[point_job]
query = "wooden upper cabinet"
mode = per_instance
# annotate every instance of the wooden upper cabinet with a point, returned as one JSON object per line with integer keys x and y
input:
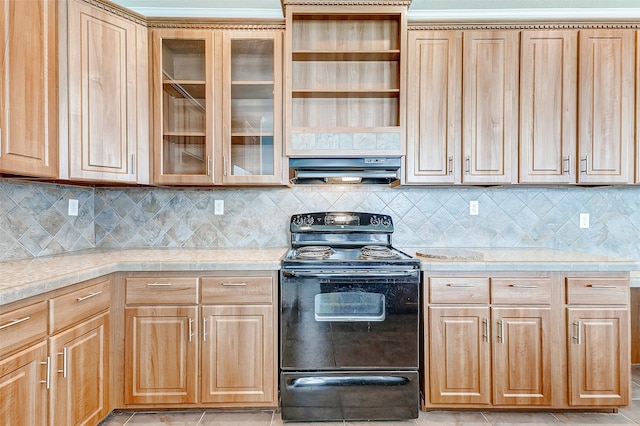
-----
GIVEN PROBLEM
Reproduce the material above line for line, leaving out the picture.

ANSWER IN FULL
[point_job]
query = "wooden upper cabinet"
mode = per_instance
# annotate every instance of the wooden upper cabinet with a point, returned as one JSON object per line with integer keys x and y
input:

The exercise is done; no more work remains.